• _EXTRACTED TEXT_
>>>>>
WARNING: THIS WILL BE VERY FREAKING LONG!
Note: Nothing I say here is meant to insult anyone or to question. I am simply needing a little guidance and help understanding. This is a new frustration to me and I am unused to being around someone who repeatedly preaches things that differ vastly from my own beliefs whilst I am in earshot.
Well, I've bought about as many chicks as I can handle this year. Maybe I will hatch some later this year, but I'm done!
Today was one heck of a day! I found out that my boss finds me too "valuable" compared to his old employees. Because I can do both graphic and web design (and because I am learning loads of things pretty quickly), he is wanting to reach me to be a better salesman. That was incredibly flattering.
Then I had a strange "Woah, is this love?" moment. Most of you probably don't realize that I'm a woman who is used to living a solitary life. Family and the occasional friend is all I need. Well, that sort of lifestyle is not at all conducive to romance.
So when I finally see someone I feel incredibly attracted to (I'm really picky and selective and I get in trouble with fat-shamers because they expect a heavy girl like me to settle for any old guy), I get that weird movie moment. It was so miraculous, especially when the guy gave me a look and said, "Woah, I-what's your name? You look so familiar."
<<<<<
Stored data
>>>>>
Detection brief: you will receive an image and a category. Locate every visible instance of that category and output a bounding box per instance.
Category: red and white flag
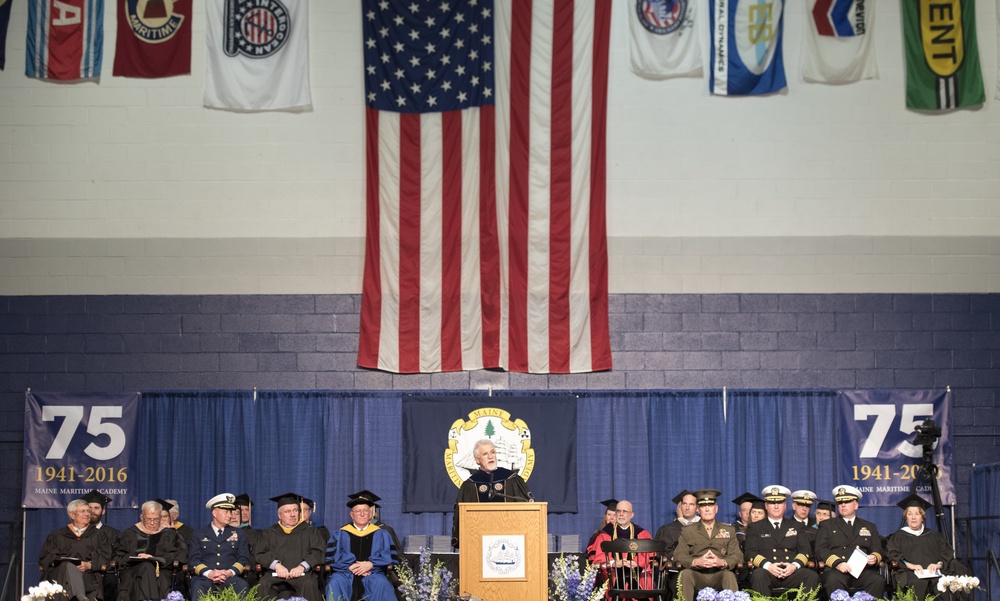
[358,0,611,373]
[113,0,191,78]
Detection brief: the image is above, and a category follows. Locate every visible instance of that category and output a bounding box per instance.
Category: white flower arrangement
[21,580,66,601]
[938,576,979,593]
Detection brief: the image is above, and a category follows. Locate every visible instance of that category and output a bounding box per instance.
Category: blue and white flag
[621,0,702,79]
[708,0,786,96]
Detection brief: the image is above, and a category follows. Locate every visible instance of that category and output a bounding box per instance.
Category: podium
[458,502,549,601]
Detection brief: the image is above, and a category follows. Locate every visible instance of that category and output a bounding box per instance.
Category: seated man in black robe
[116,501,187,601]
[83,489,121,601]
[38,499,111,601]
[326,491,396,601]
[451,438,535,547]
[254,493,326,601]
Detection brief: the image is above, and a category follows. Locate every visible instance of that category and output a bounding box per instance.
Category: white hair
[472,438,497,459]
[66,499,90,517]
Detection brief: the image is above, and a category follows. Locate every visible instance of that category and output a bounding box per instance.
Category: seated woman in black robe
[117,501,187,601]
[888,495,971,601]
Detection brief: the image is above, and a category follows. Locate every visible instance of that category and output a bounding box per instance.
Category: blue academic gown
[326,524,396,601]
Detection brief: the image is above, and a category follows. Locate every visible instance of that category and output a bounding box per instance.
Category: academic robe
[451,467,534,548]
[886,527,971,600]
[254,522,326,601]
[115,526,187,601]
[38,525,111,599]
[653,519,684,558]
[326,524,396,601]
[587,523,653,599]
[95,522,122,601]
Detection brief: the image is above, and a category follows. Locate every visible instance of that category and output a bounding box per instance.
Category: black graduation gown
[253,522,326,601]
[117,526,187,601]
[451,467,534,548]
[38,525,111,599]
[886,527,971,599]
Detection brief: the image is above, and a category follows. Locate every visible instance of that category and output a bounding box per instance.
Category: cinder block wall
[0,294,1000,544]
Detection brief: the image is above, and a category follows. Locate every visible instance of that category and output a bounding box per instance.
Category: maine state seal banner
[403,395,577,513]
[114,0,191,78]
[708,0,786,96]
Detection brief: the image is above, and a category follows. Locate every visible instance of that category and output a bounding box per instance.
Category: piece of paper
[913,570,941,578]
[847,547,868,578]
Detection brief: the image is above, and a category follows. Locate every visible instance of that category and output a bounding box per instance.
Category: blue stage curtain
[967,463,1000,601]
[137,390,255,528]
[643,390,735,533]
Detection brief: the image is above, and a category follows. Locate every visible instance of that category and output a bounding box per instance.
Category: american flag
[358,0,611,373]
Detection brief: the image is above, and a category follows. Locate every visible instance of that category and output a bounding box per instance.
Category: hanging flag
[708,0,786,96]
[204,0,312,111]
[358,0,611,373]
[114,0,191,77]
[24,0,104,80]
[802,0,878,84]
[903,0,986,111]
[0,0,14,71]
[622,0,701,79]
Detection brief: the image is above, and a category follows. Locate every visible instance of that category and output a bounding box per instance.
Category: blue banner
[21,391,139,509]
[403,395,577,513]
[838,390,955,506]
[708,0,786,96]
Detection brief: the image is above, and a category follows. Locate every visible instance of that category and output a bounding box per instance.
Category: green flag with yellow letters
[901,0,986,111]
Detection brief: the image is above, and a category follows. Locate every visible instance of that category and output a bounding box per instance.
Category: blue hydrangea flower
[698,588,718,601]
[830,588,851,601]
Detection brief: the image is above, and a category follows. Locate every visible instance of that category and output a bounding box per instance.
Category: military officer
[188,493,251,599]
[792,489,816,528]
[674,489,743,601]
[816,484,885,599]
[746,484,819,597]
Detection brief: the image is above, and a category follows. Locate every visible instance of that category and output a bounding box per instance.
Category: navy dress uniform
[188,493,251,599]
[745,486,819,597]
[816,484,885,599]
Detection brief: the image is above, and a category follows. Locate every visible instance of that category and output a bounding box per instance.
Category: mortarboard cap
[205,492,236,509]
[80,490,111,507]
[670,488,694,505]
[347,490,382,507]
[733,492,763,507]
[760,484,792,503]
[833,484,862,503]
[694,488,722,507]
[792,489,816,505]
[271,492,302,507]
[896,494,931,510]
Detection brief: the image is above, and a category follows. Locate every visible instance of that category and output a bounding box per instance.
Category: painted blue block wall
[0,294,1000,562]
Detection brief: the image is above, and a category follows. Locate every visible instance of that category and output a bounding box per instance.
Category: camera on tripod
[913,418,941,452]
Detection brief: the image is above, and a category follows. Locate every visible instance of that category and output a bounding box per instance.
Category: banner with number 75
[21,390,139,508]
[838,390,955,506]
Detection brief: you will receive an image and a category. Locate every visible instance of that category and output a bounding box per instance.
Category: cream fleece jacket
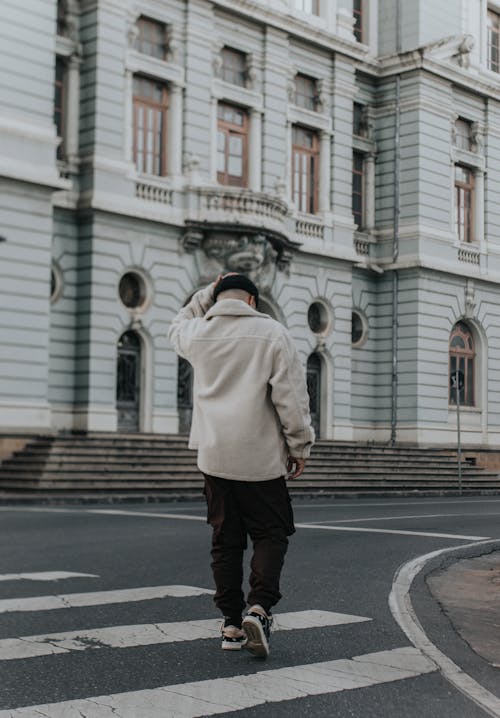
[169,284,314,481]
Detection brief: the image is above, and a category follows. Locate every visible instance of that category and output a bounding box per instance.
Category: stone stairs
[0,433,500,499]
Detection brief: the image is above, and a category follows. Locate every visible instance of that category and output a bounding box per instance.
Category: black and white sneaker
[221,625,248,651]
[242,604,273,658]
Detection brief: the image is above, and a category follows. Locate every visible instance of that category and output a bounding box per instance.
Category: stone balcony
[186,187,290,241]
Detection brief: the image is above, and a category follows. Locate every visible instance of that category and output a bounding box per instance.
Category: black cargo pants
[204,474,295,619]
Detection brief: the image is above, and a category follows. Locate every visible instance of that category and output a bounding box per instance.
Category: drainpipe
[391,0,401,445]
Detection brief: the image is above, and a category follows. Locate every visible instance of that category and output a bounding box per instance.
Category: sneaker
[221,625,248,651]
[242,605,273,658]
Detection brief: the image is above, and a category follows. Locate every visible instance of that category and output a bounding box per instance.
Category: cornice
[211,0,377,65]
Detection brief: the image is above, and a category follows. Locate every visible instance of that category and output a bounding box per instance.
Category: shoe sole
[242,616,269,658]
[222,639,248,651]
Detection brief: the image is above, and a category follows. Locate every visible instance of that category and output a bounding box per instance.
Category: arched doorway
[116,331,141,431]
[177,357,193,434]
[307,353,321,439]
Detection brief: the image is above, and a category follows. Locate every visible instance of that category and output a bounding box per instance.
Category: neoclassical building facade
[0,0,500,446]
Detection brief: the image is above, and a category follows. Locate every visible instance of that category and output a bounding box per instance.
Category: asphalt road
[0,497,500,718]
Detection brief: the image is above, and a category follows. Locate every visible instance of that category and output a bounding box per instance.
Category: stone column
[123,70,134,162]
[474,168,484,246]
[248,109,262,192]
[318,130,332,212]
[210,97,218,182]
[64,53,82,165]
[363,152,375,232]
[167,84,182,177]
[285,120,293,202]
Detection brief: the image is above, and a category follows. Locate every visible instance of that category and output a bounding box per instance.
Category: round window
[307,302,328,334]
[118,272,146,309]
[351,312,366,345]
<<<<<
• _TASK PROMPT_
Please translate this sentence from the personal text into Spanish: "Family and the occasional friend is all I need." The records aren't needed for this.

• _YOUR RESPONSE_
La familia y algún que otro amigo es todo lo que necesito.